Data excerpts:
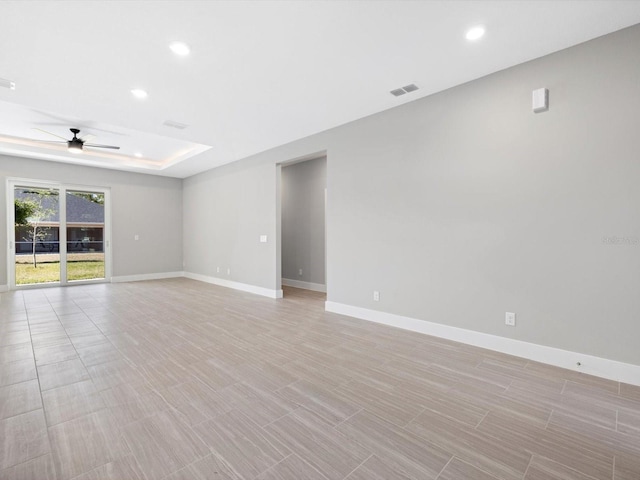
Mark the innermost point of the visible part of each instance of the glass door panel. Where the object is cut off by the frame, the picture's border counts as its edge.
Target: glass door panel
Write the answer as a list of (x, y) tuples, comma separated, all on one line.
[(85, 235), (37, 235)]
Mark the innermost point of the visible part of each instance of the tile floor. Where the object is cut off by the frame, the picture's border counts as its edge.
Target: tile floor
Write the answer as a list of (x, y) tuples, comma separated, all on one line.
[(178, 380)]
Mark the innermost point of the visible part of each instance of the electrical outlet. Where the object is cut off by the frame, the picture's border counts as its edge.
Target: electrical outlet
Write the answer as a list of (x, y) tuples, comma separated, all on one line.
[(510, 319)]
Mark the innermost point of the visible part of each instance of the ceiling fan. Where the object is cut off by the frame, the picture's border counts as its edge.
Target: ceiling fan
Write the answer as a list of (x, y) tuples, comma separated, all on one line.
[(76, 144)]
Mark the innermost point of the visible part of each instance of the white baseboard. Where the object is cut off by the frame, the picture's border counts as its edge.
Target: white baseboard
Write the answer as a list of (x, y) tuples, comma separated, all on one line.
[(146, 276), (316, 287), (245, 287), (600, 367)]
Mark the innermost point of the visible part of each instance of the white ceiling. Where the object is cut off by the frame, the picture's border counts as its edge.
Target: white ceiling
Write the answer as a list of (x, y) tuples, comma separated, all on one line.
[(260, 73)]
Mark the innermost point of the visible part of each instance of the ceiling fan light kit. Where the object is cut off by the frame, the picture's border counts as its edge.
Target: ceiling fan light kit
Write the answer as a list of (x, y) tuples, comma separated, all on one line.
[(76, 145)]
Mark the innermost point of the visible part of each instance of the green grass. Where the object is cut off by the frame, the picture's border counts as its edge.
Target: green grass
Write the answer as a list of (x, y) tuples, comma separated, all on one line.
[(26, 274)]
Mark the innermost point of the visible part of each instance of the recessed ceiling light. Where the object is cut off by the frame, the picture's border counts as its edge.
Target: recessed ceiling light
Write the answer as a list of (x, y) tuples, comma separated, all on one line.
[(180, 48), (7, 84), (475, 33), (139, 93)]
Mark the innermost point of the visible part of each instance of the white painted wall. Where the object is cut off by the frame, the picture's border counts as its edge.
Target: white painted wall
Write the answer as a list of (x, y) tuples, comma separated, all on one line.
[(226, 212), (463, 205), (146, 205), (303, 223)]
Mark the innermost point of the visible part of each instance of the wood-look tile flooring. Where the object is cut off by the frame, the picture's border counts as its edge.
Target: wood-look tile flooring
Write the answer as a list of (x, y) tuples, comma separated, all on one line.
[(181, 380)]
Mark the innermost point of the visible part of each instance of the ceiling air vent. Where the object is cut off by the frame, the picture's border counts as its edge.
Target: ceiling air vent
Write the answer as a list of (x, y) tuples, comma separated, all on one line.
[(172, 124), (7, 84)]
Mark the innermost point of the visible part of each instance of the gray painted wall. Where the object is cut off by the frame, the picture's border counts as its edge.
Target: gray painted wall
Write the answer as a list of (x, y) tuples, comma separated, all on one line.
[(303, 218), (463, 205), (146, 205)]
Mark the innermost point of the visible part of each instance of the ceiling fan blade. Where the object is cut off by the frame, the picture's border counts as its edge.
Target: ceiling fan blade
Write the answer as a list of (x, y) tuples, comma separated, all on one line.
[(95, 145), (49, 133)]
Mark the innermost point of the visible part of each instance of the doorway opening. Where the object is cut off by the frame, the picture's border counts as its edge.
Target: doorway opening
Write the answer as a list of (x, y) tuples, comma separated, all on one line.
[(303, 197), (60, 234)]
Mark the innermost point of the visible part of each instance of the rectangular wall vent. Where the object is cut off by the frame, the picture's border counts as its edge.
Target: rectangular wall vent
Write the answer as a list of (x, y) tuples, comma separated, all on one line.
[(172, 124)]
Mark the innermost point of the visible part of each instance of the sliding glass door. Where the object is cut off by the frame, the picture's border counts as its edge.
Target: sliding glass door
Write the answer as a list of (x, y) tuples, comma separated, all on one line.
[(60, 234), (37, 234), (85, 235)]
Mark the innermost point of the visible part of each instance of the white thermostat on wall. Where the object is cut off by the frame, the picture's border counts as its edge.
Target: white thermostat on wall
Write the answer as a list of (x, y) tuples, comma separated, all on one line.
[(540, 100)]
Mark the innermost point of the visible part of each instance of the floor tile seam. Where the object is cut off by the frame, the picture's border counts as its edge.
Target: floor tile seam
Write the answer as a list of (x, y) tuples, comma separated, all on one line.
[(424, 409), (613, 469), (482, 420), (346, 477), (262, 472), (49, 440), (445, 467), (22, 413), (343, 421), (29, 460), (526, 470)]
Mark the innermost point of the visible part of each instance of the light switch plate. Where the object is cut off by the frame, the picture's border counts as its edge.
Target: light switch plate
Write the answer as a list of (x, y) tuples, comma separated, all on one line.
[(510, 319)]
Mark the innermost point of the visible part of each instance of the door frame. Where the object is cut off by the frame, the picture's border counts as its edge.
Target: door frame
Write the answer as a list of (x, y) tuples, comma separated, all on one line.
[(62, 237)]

Request:
Render these entries as a Markdown table with a Number column for the row number and a Record line column for each line, skipping blank lines and leaving the pictures out.

Solution for this problem:
| Number | Record line |
|---|---|
| 1 | Mark the innermost point of the visible part of each instance of the glass door panel. Where the object is cut off by the frame, the picture's border counts as its edge. |
| 2 | Target: glass door panel |
| 3 | Write the answer as a list of (x, y) tuples, comma separated, all on one line. |
| 4 | [(85, 235), (37, 235)] |
| 5 | Mark the innermost point of the visible part of each instance of the tile floor. Where the object is cut off by the frame, the picture's border counts as its edge. |
| 6 | Target: tile floor |
| 7 | Write the answer as a list of (x, y) tuples, comma separated, all on one line. |
| 8 | [(178, 380)] |
| 9 | Mark the innermost point of the visible part of each instance of the electrical outlet. Where the object is cut off by the frame, the picture's border counts as its edge. |
| 10 | Target: electrical outlet |
| 11 | Write the answer as a list of (x, y) tuples, comma separated, all on one line. |
| 12 | [(510, 319)] |
| 13 | Mark the innermost point of the visible part of each instance of the ceiling fan. Where the object is cut off by the frame, the picture's border counts as its edge. |
| 14 | Target: ceiling fan |
| 15 | Write the answer as a list of (x, y) tuples, comma separated, all on one line. |
| 16 | [(76, 144)] |
| 17 | Mark the innermost point of the visible part of each instance of the white baseboard. Where the object is cut off by the frame, the picture's border counts as its edge. |
| 18 | Target: white baseboard |
| 19 | Write the answer as a list of (x, y) tuples, comma separated, all on one line. |
| 20 | [(146, 276), (316, 287), (245, 287), (600, 367)] |
| 21 | Mark the innermost point of the visible part of each instance of the white ceiling. Where the object is cut off by the frame, the picture's border counts as its edge. |
| 22 | Target: white ceiling |
| 23 | Write the answer as a list of (x, y) tuples, comma separated, all on one line. |
| 24 | [(260, 73)] |
| 25 | Mark the innermost point of the visible part of each instance of the ceiling fan light kit. Where the object is cut off by the frame, the picture's border counts as its edge. |
| 26 | Target: ceiling fan light kit |
| 27 | Write the answer as a list of (x, y) tuples, comma separated, all on one line. |
| 28 | [(76, 145)] |
| 29 | Mark the innermost point of the visible part of each instance of the green grass. Where the object is cut off by the frame, the picture's border counts as its edge. |
| 30 | Target: green grass |
| 31 | Write the answer as a list of (x, y) tuples, comma separated, all on one line. |
| 32 | [(26, 274)] |
| 33 | Mark the innermost point of the visible part of each instance of the recessed ceiling light. Where the object is cut off by the frame, the picture's border counts as its edge. |
| 34 | Target: recessed ceiling light |
| 35 | Write the answer as a list of (x, y) tuples, comma separated, all on one line. |
| 36 | [(180, 48), (7, 84), (475, 33), (139, 93)] |
| 37 | Mark the innermost point of the visible part of each instance of the white painted wall. Where the object is cut off by the frame, the picture's border counts as its edge. |
| 38 | Target: white painted wall |
| 39 | Write the answer as a list of (x, y) tuples, comma separated, all on one line. |
| 40 | [(226, 212), (463, 205), (146, 205), (303, 223)] |
| 41 | Mark the innermost point of the visible part of each instance of the wood-look tile flooring. Where the object is cut off by the frame, the picture's border counts as its edge. |
| 42 | Target: wood-look tile flooring |
| 43 | Write the answer as a list of (x, y) tuples, comma separated, all on one line. |
| 44 | [(181, 380)] |
| 45 | Mark the innermost point of the visible part of each instance of the ceiling air vent. Where the object is cut off by the frame, the picture's border counts as its edge. |
| 46 | Target: ceiling air vent |
| 47 | Write the answer as a list of (x, y) tuples, comma separated, all on one line. |
| 48 | [(172, 124), (7, 84)] |
| 49 | Mark the innermost point of the visible part of each instance of the gray painted wall. Where the object is cut off by the frame, the picture's border counts as its edge. |
| 50 | Target: gray painted wall |
| 51 | Write the answer as a list of (x, y) tuples, comma separated, all on one line. |
| 52 | [(303, 218), (463, 205), (146, 205)] |
| 53 | Mark the innermost point of the visible part of each instance of the ceiling fan blade. Where the object is cut off by the frame, the picture's border counts as its edge. |
| 54 | Target: ceiling fan blade |
| 55 | Write the answer as a list of (x, y) tuples, comma separated, all on one line. |
| 56 | [(95, 145), (49, 133)] |
| 57 | Mark the innermost point of the visible part of each instance of the doorway opening. Where the object is cut off by the frame, the picture's border counts as its edge. |
| 58 | Target: doorway opening |
| 59 | Write the answer as a list of (x, y) tuples, comma separated, all on one line. |
| 60 | [(303, 197), (60, 234)] |
| 61 | Mark the innermost point of the visible part of each instance of the rectangular wall vent. Where the object is cut off by the frame, the picture's border counts as its edge. |
| 62 | Target: rectangular wall vent |
| 63 | Write the answer as a list of (x, y) tuples, comma separated, all on one line. |
| 64 | [(172, 124)] |
| 65 | Mark the innermost point of the visible part of each instance of the sliding glass door. Where the object is cut off by the frame, the picture's border counts as its edge. |
| 66 | Target: sliding glass door |
| 67 | Write the answer as a list of (x, y) tuples, comma separated, all on one line. |
| 68 | [(60, 234), (37, 234), (85, 235)] |
| 69 | Mark the innermost point of the visible part of each instance of the white thermostat on wall. Where the object is cut off by the frame, the picture's border counts as its edge. |
| 70 | Target: white thermostat on wall |
| 71 | Write the answer as a list of (x, y) tuples, comma separated, all on one line. |
| 72 | [(540, 100)] |
| 73 | Mark the innermost point of the visible part of each instance of the floor tile seam. Where the object is cut off by the frame, the picture's border counts as its edge. |
| 74 | Target: floor tile seam |
| 75 | Write the answer as a list of (x, y) tuples, comma separated, all on one line. |
| 76 | [(424, 409), (613, 469), (482, 420), (346, 477), (262, 472), (49, 440), (445, 467), (22, 413), (343, 421), (29, 460), (526, 470)] |
| 77 | Mark the innermost point of the visible part of each instance of the light switch plate. Where the object is cut off by the frame, the picture's border counts as its edge. |
| 78 | Target: light switch plate |
| 79 | Write the answer as a list of (x, y) tuples, comma separated, all on one line. |
| 80 | [(510, 319)] |
| 81 | Mark the innermost point of the visible part of each instance of the door frame. Where the object is cut off by the frame, the picture's border counts as its edge. |
| 82 | Target: door frame |
| 83 | Write the answer as a list of (x, y) tuples, comma separated, all on one line. |
| 84 | [(62, 237)] |